> **Data provided**
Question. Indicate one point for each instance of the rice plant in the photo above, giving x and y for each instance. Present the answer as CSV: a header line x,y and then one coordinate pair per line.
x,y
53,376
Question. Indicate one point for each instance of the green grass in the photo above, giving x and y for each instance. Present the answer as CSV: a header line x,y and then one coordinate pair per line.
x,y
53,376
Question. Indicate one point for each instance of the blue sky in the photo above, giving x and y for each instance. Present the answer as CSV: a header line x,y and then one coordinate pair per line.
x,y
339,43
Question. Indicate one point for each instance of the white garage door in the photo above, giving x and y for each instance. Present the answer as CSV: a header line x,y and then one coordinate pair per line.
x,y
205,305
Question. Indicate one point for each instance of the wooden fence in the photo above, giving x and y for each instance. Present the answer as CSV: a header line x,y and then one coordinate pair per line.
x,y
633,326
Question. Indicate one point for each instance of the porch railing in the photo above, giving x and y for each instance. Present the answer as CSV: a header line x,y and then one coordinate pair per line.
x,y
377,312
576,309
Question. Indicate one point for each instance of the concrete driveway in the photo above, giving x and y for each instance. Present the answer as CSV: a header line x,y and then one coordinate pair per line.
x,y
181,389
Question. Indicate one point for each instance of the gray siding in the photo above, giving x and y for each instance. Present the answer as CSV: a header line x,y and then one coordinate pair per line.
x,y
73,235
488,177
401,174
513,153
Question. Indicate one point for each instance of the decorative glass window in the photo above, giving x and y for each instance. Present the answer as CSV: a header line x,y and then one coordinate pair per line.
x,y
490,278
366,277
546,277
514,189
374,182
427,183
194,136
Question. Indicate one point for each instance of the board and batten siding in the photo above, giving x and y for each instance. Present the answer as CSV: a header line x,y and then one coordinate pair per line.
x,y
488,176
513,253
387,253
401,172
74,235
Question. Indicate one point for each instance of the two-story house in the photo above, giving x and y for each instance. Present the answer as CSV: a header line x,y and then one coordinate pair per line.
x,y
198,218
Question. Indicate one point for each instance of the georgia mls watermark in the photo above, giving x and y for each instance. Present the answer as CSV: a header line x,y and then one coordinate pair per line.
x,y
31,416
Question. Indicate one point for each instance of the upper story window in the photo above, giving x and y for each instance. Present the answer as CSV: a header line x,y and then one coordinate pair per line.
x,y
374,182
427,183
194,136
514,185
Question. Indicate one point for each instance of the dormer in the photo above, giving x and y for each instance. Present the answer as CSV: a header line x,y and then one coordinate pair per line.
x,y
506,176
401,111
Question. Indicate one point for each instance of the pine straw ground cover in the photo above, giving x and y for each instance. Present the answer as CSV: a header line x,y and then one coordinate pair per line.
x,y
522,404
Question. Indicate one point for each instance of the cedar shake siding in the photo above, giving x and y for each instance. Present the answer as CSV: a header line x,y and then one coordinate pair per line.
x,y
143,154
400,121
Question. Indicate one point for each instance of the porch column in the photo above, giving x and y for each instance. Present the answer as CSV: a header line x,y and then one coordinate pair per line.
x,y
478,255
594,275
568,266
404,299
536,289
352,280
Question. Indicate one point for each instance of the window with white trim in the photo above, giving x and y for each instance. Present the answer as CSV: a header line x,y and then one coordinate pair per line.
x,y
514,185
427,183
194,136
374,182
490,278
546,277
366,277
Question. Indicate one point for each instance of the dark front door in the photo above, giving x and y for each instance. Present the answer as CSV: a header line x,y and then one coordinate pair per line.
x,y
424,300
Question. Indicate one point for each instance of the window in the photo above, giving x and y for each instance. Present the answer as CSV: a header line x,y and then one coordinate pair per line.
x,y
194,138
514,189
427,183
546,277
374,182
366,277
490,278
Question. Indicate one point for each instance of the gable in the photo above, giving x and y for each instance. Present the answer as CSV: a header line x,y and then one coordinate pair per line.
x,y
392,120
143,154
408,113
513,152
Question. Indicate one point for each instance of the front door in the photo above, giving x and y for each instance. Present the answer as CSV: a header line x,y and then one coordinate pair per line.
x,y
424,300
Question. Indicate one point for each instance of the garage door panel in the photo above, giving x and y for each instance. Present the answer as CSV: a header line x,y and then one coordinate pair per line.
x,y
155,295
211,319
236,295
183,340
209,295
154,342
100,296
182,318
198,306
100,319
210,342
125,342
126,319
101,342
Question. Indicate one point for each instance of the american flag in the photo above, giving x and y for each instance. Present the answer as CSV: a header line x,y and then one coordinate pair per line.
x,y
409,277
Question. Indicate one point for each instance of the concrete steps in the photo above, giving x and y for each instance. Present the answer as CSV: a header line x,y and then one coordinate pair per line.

> **Written instruction**
Could you recast every line of the records above as one numbered list, with any blank lines left out?

> **Task solution**
1. Question. Indicate one point for each instance of the rice plant in the photo above, giving x and y for each instance. Present the answer as CSV: a header line x,y and then one coordinate pair per line.
2. x,y
3. 53,376
4. Question. Indicate one point for each instance of the green grass in the photo above, giving x and y for each instance. Present the answer as CSV: a header line x,y and then one coordinate pair per line.
5. x,y
6. 53,376
7. Question. Indicate one point for each instance of the blue sky in the photo above, giving x and y for each instance. Present the answer as CSV: a header line x,y and then one coordinate pair per line.
8. x,y
9. 339,43
10. Question. Indicate one point for each instance of the white garage door in the photo above, giving x and y for each instance. Present the answer as CSV: a header line x,y and then one coordinate pair per line.
11. x,y
12. 205,305
13. Question. Indicate one point for each instance of the wooden fence in the photo above, giving x and y for each instance. Present the answer as CSV: a header line x,y and then one coordinate pair per line.
14. x,y
15. 633,326
16. Question. Indicate one point for each instance of the porch railing in the photo above, giving x and y for each instance. Present the answer as CSV: a header line x,y and then one coordinate pair per line.
17. x,y
18. 377,312
19. 576,309
20. Question. Indicate one point for each instance of the concrete driveway in the photo above, giving x and y for each instance. Present the answer as CSV: a header line x,y and then one coordinate pair per line.
21. x,y
22. 181,389
23. Question. Indicate one point for each instance of the gray siding in the photo above, giving x and y for each instance. Present the answer as CSV: a header line x,y and then one coordinate pair per line.
24. x,y
25. 73,235
26. 488,177
27. 401,174
28. 513,153
29. Question. Indicate one point for each instance of the decorative glass window in the photo above, giving x and y for each instance. Present the answer as CSV: a header line x,y and then one coordinate pair per line.
30. x,y
31. 490,278
32. 366,277
33. 546,277
34. 514,189
35. 374,182
36. 427,183
37. 194,136
38. Question. Indicate one point for each instance of the board and batten siding in the photo above, giving x and y for each instance. Present the answer as CSV: a header line x,y and then one coordinate pair per line.
39. x,y
40. 488,176
41. 513,253
42. 387,253
43. 401,172
44. 74,235
45. Question. Indicate one point for each instance of the two-story house in the photo above, giving x and y for each instance. Present the answer as CSV: a header line x,y and then one coordinate pair per line.
46. x,y
47. 198,218
48. Question. Indicate one point for each instance of the georgia mls watermark in the photo above, giving x and y for each instance. Present the answer as CSV: a header line x,y and then one coordinate pair per line.
49. x,y
50. 31,416
51. Question. Indicate one point for each instance of the upper story window in the photo above, giving x and y for each instance. Present the answer as CSV: a header line x,y and then one coordinate pair per line.
52. x,y
53. 374,182
54. 427,183
55. 194,136
56. 514,185
57. Question. Indicate one point for each instance of the dormer in the photo above, giving x and y for each instance. Present the answer as CSV: a header line x,y and then one coordinate pair per line.
58. x,y
59. 506,176
60. 401,111
61. Question. Indicate one point for each instance of the pine straw ground cover in the photo above, giving x and y for each instance. Present the answer as CSV: a header line x,y and then one coordinate pair per line.
62. x,y
63. 522,404
64. Question. Indicate one point for each instance of the cedar shake siding in the photo above, giving x and y for each instance. Present the answer as CSV: a header line x,y and then one coordinate pair per line.
65. x,y
66. 143,154
67. 400,121
68. Question. Indicate one point for each instance of the porch column in the photo above, giving x and y for each instance. Present the answer as CSV: a header line x,y and then one coordinate pair per line.
69. x,y
70. 478,255
71. 594,275
72. 568,266
73. 404,299
74. 536,289
75. 352,280
76. Question. Indicate one point for each instance of the window with white trim in the photo above, giving x and y for each instance. Present the answer as CSV: a header line x,y and then one coordinate pair per line.
77. x,y
78. 514,185
79. 427,183
80. 194,136
81. 374,182
82. 490,278
83. 546,277
84. 366,277
85. Question. Indicate one point for each instance of the dark front door in the photo above, giving x and y for each instance. Present the answer as CSV: a header line x,y and then one coordinate pair per line.
86. x,y
87. 424,300
88. Question. Indicate one point for each instance of the window in the photo above, giving x and y for each instance. Present the answer as CSV: a header line x,y and then one coordinate pair per line.
89. x,y
90. 194,138
91. 514,189
92. 427,183
93. 546,277
94. 374,182
95. 366,277
96. 490,278
97. Question. Indicate one point for each instance of the gable in the photo above, giving x and y for each instance. Present the answer as CSV: a header line x,y and then one coordinate pair per line.
98. x,y
99. 392,120
100. 143,154
101. 408,113
102. 513,152
103. Question. Indicate one point for each instance of the front door in the photo above, giving x and y for each instance. Present the answer as CSV: a header line x,y and then one coordinate pair per line.
104. x,y
105. 424,300
106. Question. Indicate one point for each instance of the garage door panel in the photo above, giving x and y for each instance. Present the answer as CSV: a header line x,y and then one coordinate pair per line.
107. x,y
108. 155,295
109. 211,319
110. 236,295
111. 183,340
112. 209,295
113. 154,342
114. 100,296
115. 182,318
116. 198,306
117. 100,319
118. 210,342
119. 125,342
120. 126,319
121. 101,342
122. Question. Indicate one point for each instance of the american flag in the photo above, giving x and y for each instance. Present the answer as CSV: a header line x,y and then one coordinate pair per line.
123. x,y
124. 409,277
125. Question. Indicate one point for each instance of the concrete steps in the photo above, giving x and y for each instance. Present the answer as CSV: a header line x,y and then one coordinate pair per line.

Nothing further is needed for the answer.